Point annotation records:
* * * * * * * * *
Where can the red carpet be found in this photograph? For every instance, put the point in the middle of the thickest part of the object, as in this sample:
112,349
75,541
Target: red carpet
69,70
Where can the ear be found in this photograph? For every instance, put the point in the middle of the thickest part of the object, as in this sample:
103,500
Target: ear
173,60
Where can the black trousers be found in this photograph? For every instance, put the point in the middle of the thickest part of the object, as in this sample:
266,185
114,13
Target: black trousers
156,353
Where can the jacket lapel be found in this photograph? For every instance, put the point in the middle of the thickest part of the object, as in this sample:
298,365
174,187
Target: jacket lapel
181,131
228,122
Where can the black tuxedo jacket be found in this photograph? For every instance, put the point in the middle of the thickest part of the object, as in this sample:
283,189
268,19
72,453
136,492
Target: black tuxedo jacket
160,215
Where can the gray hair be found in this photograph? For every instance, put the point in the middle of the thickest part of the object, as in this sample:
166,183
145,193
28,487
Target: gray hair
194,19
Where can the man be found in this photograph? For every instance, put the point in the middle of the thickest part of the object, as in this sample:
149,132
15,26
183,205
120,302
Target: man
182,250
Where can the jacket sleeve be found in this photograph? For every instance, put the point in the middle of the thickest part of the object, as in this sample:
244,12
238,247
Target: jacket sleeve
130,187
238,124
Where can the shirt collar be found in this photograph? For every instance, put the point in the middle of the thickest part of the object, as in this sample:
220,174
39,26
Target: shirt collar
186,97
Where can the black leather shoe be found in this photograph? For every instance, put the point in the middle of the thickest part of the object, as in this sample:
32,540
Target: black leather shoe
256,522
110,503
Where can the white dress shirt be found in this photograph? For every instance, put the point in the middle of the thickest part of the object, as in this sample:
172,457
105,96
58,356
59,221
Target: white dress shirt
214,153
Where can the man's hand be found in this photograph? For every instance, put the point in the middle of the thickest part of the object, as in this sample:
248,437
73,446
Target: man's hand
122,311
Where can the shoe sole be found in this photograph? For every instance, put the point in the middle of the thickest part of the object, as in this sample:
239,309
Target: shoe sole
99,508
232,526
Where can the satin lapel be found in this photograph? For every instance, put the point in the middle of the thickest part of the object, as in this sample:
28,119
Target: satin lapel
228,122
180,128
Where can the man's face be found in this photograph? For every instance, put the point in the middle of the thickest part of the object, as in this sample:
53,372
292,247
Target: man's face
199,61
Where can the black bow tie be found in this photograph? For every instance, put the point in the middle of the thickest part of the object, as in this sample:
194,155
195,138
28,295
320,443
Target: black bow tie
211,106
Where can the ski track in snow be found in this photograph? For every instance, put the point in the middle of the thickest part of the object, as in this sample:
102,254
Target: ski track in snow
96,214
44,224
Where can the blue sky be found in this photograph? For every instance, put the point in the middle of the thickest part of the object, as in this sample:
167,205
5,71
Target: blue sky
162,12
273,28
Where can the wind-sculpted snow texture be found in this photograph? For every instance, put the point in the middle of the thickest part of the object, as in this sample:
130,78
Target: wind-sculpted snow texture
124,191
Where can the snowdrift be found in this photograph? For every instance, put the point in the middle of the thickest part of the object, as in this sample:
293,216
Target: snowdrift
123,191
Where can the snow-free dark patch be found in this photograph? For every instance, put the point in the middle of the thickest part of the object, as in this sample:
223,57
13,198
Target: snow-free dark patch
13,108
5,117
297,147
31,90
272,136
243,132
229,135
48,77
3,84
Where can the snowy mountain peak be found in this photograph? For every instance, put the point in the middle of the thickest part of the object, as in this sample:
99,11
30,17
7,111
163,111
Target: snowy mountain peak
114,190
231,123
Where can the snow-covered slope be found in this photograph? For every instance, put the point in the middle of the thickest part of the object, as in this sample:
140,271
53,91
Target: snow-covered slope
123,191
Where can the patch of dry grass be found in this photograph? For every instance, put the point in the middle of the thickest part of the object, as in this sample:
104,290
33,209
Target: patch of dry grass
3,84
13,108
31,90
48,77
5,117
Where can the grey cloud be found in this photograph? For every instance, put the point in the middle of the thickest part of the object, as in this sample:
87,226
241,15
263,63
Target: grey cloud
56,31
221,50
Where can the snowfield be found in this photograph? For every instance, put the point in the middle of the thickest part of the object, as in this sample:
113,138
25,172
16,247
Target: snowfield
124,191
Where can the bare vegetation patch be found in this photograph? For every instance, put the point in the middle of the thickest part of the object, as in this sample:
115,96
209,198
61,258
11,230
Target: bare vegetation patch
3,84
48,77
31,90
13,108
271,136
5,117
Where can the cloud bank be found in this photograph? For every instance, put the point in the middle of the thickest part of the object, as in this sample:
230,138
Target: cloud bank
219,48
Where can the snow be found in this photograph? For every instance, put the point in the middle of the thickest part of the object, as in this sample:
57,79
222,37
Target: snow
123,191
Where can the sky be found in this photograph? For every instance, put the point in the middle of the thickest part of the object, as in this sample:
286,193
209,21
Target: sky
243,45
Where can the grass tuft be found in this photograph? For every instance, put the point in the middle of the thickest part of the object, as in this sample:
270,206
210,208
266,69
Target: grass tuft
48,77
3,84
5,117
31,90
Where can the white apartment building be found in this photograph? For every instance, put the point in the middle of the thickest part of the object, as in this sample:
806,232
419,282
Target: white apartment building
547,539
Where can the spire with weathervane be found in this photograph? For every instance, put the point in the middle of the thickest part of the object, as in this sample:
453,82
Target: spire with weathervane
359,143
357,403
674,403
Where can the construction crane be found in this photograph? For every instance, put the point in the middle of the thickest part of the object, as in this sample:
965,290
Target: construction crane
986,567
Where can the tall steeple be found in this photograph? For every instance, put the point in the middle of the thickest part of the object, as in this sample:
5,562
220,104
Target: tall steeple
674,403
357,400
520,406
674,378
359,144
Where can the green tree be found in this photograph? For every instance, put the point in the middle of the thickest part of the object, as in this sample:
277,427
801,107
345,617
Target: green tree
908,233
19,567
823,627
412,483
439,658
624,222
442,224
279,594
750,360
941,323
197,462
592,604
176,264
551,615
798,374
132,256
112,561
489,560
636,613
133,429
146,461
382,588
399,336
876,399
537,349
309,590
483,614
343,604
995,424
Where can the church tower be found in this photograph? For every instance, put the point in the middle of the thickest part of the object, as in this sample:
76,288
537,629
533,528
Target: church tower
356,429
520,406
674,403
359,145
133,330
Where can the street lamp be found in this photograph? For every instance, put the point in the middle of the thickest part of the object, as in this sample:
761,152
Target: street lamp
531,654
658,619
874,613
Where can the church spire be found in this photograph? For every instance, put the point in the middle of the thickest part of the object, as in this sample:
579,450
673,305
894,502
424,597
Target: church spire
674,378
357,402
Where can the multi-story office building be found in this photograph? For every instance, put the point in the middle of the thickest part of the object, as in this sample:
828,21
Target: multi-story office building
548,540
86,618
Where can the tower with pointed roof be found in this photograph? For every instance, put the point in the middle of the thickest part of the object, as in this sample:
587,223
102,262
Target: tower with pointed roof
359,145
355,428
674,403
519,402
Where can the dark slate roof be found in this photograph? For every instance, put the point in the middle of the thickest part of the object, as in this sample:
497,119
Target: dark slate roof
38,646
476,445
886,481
* * * * * * * * *
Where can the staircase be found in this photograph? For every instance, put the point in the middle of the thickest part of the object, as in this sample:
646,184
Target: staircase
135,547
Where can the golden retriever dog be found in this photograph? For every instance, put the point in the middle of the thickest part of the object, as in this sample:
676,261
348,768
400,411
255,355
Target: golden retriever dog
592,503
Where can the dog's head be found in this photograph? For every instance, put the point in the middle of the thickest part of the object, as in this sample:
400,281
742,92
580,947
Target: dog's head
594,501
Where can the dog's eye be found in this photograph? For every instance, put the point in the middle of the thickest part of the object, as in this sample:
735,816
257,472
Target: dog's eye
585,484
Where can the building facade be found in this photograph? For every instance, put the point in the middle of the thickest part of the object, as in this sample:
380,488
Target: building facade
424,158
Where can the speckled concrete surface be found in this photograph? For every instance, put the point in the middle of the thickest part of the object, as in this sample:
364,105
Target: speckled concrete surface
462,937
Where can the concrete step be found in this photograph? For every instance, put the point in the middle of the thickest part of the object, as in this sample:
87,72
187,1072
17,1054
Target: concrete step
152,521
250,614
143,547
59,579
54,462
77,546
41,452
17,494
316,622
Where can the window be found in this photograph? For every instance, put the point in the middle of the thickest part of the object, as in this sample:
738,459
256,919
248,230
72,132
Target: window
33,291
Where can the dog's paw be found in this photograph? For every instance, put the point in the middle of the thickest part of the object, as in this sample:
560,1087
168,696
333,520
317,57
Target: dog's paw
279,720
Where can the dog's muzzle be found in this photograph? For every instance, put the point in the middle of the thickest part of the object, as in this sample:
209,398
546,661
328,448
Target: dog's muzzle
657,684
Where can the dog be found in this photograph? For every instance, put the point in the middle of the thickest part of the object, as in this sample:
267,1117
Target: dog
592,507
* * * * * * * * *
Can you gather every line from the items above that contains the string "gray", matching case exactly?

THE REPLY:
Where can the gray hair be found in this photograph? For every instance, put the point in the middle of the thickest part of the object, as in this sample:
Target: gray hair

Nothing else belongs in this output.